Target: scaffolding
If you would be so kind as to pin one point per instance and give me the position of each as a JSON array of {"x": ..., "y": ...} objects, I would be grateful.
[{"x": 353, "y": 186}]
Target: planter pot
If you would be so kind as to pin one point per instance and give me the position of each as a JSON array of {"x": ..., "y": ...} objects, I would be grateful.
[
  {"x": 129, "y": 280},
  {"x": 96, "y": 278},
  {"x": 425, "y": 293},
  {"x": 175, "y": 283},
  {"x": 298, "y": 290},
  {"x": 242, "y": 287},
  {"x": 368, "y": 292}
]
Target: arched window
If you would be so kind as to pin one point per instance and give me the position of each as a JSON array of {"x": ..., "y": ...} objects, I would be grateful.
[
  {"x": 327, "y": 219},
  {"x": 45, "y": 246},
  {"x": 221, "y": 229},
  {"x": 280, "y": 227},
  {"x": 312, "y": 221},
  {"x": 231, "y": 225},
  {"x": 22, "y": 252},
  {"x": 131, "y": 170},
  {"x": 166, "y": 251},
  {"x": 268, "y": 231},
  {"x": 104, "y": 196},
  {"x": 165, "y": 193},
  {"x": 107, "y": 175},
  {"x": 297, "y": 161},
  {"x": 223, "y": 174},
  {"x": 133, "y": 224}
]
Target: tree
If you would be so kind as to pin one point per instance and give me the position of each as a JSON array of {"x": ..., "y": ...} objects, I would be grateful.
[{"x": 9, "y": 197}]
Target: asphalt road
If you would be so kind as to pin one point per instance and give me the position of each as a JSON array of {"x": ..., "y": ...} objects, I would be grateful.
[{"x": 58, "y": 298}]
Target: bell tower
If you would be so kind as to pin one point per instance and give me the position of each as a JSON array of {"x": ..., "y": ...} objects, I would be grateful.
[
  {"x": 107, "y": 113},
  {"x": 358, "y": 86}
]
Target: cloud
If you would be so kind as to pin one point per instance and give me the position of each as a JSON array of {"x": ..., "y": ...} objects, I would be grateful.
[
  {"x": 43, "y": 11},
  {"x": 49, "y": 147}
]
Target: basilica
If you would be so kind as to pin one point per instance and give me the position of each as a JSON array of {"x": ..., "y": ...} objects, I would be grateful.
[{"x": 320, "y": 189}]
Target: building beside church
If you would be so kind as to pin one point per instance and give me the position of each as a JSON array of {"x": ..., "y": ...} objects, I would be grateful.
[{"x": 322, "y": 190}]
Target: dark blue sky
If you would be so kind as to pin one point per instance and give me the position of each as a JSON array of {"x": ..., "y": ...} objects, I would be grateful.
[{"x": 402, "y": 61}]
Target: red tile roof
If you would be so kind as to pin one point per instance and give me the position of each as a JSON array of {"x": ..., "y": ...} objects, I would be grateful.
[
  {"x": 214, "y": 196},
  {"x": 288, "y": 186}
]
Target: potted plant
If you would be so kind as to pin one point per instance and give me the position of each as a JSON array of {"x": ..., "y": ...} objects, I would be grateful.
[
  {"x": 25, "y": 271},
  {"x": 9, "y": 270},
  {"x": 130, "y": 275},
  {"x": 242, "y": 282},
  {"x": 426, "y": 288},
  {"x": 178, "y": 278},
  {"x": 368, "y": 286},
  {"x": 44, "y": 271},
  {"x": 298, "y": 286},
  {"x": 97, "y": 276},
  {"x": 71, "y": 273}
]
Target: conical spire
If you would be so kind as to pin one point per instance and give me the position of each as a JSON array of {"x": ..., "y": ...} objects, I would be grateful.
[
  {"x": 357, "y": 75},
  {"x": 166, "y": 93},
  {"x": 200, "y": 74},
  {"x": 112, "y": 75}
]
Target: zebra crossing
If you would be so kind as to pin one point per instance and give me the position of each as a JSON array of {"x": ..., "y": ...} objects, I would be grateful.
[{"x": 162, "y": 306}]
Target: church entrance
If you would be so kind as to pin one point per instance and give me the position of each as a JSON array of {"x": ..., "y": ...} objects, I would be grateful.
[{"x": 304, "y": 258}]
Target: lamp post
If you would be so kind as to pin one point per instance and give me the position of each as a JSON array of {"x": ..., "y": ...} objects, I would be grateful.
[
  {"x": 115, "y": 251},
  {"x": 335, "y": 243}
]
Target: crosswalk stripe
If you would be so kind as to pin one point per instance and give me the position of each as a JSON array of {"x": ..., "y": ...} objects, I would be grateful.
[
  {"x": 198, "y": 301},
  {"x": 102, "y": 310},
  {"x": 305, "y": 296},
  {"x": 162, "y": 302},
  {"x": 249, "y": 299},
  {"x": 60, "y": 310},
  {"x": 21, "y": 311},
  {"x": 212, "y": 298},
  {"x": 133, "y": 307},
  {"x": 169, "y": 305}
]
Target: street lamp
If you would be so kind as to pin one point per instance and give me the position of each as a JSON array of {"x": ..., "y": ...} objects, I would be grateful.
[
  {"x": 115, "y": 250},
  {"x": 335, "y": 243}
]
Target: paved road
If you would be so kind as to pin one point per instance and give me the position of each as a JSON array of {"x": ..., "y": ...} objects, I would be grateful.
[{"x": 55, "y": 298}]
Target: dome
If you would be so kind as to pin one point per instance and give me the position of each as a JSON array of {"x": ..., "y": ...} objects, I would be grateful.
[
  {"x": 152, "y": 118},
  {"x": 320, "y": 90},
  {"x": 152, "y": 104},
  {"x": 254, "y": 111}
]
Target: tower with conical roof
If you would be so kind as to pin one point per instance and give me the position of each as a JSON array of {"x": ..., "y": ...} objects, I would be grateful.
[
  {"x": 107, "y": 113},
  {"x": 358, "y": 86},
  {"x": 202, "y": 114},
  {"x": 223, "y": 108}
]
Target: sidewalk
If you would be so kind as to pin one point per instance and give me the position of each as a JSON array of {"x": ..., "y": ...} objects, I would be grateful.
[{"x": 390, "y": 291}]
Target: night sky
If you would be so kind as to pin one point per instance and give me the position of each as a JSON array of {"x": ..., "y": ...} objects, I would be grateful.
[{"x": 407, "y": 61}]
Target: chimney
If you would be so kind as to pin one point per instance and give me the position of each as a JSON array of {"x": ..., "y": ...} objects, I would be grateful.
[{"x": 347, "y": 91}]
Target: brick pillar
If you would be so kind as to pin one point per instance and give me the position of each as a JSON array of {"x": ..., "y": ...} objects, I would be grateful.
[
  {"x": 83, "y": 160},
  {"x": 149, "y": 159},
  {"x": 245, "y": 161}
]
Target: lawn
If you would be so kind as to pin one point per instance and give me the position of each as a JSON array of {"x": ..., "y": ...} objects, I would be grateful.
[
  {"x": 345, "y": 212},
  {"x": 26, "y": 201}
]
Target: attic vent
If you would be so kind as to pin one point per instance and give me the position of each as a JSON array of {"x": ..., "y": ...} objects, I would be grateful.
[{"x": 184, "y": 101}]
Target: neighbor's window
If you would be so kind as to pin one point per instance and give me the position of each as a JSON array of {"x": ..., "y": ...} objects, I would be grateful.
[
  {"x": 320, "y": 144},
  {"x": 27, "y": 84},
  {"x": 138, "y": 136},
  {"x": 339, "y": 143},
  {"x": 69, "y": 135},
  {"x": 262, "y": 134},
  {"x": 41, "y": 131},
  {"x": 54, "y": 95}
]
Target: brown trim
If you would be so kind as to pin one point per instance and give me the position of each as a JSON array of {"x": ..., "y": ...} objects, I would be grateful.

++++

Set down the entries above again, word for word.

SOLUTION FOR THIS PROBLEM.
Target: scaffolding
If you would be so kind as to pin one point per instance and give me the position of each as a JSON array of {"x": ..., "y": ...} objects, I would be grateful.
[{"x": 353, "y": 186}]
Target: planter pot
If you would be so kind as to pin one point per instance and give me the position of each as a JSON array of {"x": ..., "y": ...} objects, I would be grateful.
[
  {"x": 129, "y": 280},
  {"x": 96, "y": 278},
  {"x": 425, "y": 293},
  {"x": 175, "y": 283},
  {"x": 298, "y": 290},
  {"x": 242, "y": 287},
  {"x": 368, "y": 292}
]
Target: arched window
If you would be so kind as to pin one point per instance and give me the position of each as a JSON array of {"x": ..., "y": ...} objects, I would be grateful.
[
  {"x": 327, "y": 219},
  {"x": 45, "y": 246},
  {"x": 221, "y": 229},
  {"x": 280, "y": 227},
  {"x": 312, "y": 221},
  {"x": 231, "y": 225},
  {"x": 22, "y": 252},
  {"x": 131, "y": 170},
  {"x": 166, "y": 251},
  {"x": 268, "y": 231},
  {"x": 104, "y": 196},
  {"x": 165, "y": 193},
  {"x": 107, "y": 175},
  {"x": 297, "y": 161},
  {"x": 223, "y": 174},
  {"x": 133, "y": 224}
]
Target: tree
If you would be so kind as to pin one point per instance and give me the position of each as a JSON array of {"x": ..., "y": ...} objects, I would be grateful.
[{"x": 9, "y": 197}]
Target: asphalt road
If you would be so kind as to pin one point per instance and give me the position of each as a JSON array of {"x": ..., "y": ...} objects, I would be grateful.
[{"x": 58, "y": 298}]
Target: bell tower
If you would be so kind as to pin one point per instance and give me the position of each as a JSON array of {"x": ..., "y": ...} objects, I would be grateful.
[
  {"x": 107, "y": 113},
  {"x": 358, "y": 86}
]
Target: cloud
If you would be so kind as to pin one point per instance and give me the position of each as a JSON array of {"x": ..., "y": ...} objects, I would be grateful.
[
  {"x": 43, "y": 11},
  {"x": 49, "y": 147}
]
Target: basilica
If you would be so kind as to pin one point per instance and give me the position of each as a JSON array of {"x": ..., "y": ...} objects, I would be grateful.
[{"x": 320, "y": 189}]
Target: building beside church
If you would be so kind as to pin one point per instance and give me the position of each as a JSON array of {"x": ..., "y": ...} objects, I would be grateful.
[{"x": 322, "y": 190}]
Target: dark blue sky
If you would be so kind as to pin one point per instance and give me the position of each as a JSON array of {"x": ..., "y": ...} objects, I would be grateful.
[{"x": 402, "y": 61}]
Target: red tile roof
If you would be so kind as to pin one point per instance and give me the position of each as a JSON array of {"x": ..., "y": ...} objects, I would be grateful.
[
  {"x": 214, "y": 196},
  {"x": 288, "y": 186}
]
Target: potted plant
If you would be so kind as to pin one point per instance and give me the position of each as a JSON array of {"x": ..., "y": ...} objects, I would be grateful.
[
  {"x": 25, "y": 271},
  {"x": 9, "y": 270},
  {"x": 130, "y": 275},
  {"x": 242, "y": 282},
  {"x": 426, "y": 288},
  {"x": 178, "y": 278},
  {"x": 368, "y": 286},
  {"x": 44, "y": 271},
  {"x": 298, "y": 286},
  {"x": 97, "y": 276},
  {"x": 71, "y": 273}
]
Target: conical spire
If you would be so kind as to pin one point per instance and give me the position of each as a JSON array of {"x": ..., "y": ...} objects, I would be grateful.
[
  {"x": 357, "y": 75},
  {"x": 166, "y": 93},
  {"x": 200, "y": 74},
  {"x": 112, "y": 75}
]
Target: zebra crossing
If you would be so kind as to pin one point per instance and give me the position of each as a JSON array of {"x": ..., "y": ...} objects, I would be grateful.
[{"x": 162, "y": 306}]
Target: church entrance
If you would be so kind as to pin one point per instance and give me the position of each as a JSON array of {"x": ..., "y": ...} objects, I would be grateful.
[{"x": 304, "y": 258}]
Target: lamp post
If you would be so kind as to pin one point per instance and give me the position of each as a JSON array of {"x": ..., "y": ...} objects, I would be grateful.
[
  {"x": 115, "y": 251},
  {"x": 335, "y": 243}
]
Target: crosswalk stripe
If you would be so kind as to pin one point per instance and give me the position of each as a JSON array of {"x": ..., "y": ...} objects, I would be grateful.
[
  {"x": 198, "y": 301},
  {"x": 102, "y": 310},
  {"x": 305, "y": 296},
  {"x": 162, "y": 302},
  {"x": 249, "y": 299},
  {"x": 60, "y": 310},
  {"x": 21, "y": 311},
  {"x": 212, "y": 298},
  {"x": 133, "y": 307},
  {"x": 169, "y": 305}
]
Target: street lamp
If you would be so kind as to pin one point per instance and give me the position of each as a JSON array of {"x": ..., "y": ...} objects, I would be grateful.
[
  {"x": 115, "y": 250},
  {"x": 335, "y": 243}
]
Target: paved road
If you would be so kind as to pin one point per instance and give me the position of each as a JSON array of {"x": ..., "y": ...} objects, I would be grateful.
[{"x": 55, "y": 298}]
Target: dome
If you would be so kind as to pin one point per instance and give me the position of each as a JSON array of {"x": ..., "y": ...} objects, I would be grateful.
[
  {"x": 152, "y": 118},
  {"x": 320, "y": 90},
  {"x": 152, "y": 104},
  {"x": 254, "y": 111}
]
Target: tower with conical roof
If you would be so kind as to pin one point per instance and give me the position of each as a JSON array of {"x": ..., "y": ...} objects, I would be grateful.
[
  {"x": 107, "y": 113},
  {"x": 358, "y": 86},
  {"x": 202, "y": 114},
  {"x": 223, "y": 108}
]
Target: sidewalk
If you would be so kind as to pin one point per instance and give me the position of each as a JSON array of {"x": ..., "y": ...} objects, I would be grateful.
[{"x": 390, "y": 291}]
Target: night sky
If you would be so kind as to pin one point per instance and give me the position of each as a JSON array of {"x": ..., "y": ...} objects, I would be grateful.
[{"x": 407, "y": 61}]
Target: chimney
If you would be so kind as to pin one point per instance and give me the position of each as a JSON array of {"x": ..., "y": ...} objects, I would be grateful.
[{"x": 347, "y": 91}]
Target: brick pillar
If you would be so kind as to pin one point per instance and give me the position of each as a JSON array of {"x": ..., "y": ...} objects, I would be grateful.
[
  {"x": 83, "y": 160},
  {"x": 149, "y": 159},
  {"x": 245, "y": 161}
]
Target: lawn
If you would be so kind as to pin one point per instance and give me the position of each as a JSON array of {"x": ..., "y": ...} objects, I would be grateful.
[
  {"x": 345, "y": 212},
  {"x": 26, "y": 201}
]
Target: attic vent
If you would be so kind as to pin one point per instance and give me the position of each as a JSON array of {"x": ..., "y": ...} objects, I would be grateful.
[{"x": 184, "y": 101}]
Target: neighbor's window
If you would be so kind as to pin one point per instance and give me the position of each as a JSON array of {"x": ..., "y": ...} objects, I would be grateful.
[
  {"x": 320, "y": 144},
  {"x": 27, "y": 84},
  {"x": 138, "y": 136},
  {"x": 339, "y": 143},
  {"x": 69, "y": 135},
  {"x": 262, "y": 134},
  {"x": 41, "y": 131},
  {"x": 54, "y": 95}
]
Target: brown trim
If you would be so kind as to pin one point per instance and give me the position of each as a JSON array of {"x": ..., "y": ...} objects, I would be grateful.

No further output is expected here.